• **Aim of the task**
State how many lines in the data entries below contain the string "shirt". Give only the number.

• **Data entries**
—————
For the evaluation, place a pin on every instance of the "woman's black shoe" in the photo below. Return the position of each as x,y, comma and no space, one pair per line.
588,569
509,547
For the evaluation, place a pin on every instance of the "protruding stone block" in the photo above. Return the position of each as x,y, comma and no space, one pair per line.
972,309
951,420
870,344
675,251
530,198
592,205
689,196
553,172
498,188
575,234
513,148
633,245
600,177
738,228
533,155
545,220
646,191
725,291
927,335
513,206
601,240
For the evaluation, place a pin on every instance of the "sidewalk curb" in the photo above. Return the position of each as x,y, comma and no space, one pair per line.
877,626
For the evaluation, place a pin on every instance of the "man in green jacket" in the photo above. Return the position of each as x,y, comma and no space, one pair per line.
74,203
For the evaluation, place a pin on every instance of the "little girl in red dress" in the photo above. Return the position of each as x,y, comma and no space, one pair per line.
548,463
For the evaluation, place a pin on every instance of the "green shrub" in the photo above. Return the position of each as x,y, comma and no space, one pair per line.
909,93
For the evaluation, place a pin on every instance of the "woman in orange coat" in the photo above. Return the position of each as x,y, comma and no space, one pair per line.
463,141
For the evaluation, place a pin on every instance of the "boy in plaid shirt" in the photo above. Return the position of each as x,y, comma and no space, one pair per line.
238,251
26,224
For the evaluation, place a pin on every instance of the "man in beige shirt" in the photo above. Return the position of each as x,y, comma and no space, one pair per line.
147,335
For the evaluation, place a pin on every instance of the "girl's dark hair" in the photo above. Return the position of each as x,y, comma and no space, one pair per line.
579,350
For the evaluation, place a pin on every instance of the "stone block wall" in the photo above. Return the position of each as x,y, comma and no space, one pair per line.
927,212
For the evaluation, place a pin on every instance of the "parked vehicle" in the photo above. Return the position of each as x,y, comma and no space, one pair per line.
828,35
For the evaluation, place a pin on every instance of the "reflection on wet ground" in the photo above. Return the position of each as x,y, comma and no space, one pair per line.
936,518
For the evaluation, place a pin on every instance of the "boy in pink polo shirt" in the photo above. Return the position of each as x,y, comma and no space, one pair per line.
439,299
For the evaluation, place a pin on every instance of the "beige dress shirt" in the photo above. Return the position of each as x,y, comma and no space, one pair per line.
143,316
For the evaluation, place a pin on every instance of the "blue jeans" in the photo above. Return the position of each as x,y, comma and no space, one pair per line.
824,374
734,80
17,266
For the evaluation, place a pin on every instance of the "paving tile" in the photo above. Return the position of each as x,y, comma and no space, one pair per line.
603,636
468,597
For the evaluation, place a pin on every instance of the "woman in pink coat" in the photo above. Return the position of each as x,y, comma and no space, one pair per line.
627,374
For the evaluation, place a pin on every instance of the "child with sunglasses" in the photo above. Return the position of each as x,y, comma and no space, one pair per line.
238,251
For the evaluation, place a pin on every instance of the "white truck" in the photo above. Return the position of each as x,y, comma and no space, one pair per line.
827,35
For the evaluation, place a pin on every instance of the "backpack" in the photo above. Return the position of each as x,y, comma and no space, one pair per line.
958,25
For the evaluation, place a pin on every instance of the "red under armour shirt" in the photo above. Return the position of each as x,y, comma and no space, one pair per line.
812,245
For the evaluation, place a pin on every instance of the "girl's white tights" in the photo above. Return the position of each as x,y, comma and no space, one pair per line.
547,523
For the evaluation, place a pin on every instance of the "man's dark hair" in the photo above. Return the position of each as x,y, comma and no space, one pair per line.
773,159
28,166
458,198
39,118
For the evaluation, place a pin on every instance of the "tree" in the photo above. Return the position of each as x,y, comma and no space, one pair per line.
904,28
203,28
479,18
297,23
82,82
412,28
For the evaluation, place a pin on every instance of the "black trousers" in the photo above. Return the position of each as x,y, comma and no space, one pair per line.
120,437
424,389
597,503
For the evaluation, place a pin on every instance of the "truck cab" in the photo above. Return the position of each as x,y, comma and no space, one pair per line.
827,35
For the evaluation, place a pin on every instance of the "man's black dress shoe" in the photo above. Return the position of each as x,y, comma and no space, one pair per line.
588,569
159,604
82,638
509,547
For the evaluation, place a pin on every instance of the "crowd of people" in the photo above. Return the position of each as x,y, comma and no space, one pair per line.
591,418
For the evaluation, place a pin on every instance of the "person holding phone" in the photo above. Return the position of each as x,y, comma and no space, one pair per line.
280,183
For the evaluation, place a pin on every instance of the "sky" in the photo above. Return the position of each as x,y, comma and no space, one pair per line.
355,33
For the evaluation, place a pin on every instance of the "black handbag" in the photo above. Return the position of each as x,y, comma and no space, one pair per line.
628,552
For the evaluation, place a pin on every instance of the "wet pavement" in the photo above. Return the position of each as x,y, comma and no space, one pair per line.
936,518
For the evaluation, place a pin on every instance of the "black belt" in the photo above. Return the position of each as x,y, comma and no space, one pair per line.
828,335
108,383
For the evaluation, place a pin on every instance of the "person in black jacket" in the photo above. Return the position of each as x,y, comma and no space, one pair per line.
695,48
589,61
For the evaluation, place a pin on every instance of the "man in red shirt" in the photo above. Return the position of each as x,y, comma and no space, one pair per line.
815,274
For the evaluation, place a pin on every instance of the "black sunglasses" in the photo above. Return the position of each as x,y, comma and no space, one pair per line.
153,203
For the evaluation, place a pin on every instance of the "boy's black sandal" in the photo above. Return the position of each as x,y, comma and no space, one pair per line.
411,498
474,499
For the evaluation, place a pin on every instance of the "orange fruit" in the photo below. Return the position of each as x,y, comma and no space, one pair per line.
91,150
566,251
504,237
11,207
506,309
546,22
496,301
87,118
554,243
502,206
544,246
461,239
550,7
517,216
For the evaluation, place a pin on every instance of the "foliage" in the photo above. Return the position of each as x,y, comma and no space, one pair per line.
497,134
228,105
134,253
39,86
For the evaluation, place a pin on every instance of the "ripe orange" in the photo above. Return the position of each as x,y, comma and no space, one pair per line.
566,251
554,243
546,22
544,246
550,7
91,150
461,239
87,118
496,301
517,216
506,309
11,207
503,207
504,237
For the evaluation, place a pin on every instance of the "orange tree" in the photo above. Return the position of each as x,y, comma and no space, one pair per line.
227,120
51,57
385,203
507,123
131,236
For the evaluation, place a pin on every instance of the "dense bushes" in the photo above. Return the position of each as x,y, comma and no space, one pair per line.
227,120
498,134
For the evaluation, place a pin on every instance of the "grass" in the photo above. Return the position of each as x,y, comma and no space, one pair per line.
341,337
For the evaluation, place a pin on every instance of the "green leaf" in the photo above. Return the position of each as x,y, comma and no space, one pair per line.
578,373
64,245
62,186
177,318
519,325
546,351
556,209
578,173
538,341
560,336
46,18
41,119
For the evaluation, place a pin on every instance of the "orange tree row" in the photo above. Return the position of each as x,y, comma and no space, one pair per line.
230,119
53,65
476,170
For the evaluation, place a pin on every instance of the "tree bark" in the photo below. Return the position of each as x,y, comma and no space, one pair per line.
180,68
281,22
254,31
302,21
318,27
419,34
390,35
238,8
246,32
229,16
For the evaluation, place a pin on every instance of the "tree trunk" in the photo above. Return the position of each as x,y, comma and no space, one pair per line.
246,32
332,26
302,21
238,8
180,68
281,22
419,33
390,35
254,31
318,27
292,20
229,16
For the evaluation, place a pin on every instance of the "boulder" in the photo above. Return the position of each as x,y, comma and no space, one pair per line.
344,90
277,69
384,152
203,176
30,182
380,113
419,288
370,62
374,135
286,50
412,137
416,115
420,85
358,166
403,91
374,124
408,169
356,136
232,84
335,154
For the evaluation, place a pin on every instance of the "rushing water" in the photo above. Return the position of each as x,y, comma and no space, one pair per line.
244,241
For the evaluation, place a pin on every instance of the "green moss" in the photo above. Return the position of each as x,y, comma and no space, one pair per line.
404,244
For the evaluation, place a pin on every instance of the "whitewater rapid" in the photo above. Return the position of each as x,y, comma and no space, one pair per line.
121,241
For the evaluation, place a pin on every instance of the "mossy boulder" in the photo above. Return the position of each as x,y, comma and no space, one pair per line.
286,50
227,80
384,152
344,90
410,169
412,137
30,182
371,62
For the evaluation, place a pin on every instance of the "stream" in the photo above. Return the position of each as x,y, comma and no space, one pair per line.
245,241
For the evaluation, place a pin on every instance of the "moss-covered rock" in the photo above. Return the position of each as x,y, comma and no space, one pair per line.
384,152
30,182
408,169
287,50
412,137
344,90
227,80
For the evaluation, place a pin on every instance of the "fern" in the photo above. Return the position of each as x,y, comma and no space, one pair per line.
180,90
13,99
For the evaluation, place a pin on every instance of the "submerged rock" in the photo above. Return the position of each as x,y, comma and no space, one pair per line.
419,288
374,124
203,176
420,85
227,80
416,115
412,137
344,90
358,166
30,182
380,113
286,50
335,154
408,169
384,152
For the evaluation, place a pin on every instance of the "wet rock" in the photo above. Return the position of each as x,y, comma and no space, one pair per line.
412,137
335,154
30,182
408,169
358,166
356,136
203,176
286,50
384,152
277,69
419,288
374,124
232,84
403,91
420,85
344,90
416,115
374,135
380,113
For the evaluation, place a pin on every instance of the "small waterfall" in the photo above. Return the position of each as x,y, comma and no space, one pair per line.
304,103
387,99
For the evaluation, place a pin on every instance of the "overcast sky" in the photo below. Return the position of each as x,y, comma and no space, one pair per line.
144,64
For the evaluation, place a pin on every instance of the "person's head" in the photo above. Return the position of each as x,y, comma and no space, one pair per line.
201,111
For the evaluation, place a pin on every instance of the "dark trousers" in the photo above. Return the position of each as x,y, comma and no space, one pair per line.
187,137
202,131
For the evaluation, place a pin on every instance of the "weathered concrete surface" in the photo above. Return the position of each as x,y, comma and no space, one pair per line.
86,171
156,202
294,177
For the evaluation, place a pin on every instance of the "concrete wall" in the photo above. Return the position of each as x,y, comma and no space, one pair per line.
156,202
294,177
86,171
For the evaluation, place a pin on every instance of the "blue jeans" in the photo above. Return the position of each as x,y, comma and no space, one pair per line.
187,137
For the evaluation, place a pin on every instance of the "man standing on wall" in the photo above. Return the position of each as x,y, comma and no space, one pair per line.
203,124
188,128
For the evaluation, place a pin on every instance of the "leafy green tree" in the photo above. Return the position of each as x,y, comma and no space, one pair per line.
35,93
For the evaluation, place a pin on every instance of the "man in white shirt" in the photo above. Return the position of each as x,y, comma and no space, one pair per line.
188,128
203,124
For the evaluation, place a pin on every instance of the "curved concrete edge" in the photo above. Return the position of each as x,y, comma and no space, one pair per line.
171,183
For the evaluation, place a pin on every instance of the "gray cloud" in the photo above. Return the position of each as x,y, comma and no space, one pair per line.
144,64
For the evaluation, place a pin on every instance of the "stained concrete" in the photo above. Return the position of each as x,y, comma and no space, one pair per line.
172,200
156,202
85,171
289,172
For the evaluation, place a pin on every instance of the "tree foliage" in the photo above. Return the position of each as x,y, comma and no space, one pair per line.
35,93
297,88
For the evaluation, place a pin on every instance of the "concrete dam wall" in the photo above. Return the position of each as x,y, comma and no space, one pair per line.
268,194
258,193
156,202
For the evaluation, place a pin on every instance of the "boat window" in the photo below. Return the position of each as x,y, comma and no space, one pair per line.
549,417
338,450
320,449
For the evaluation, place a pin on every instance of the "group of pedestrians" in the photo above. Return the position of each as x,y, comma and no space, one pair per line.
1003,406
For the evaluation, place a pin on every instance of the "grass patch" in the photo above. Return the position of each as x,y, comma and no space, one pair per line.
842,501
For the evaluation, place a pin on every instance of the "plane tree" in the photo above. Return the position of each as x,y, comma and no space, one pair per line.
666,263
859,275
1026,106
—————
• **Result for this exercise**
7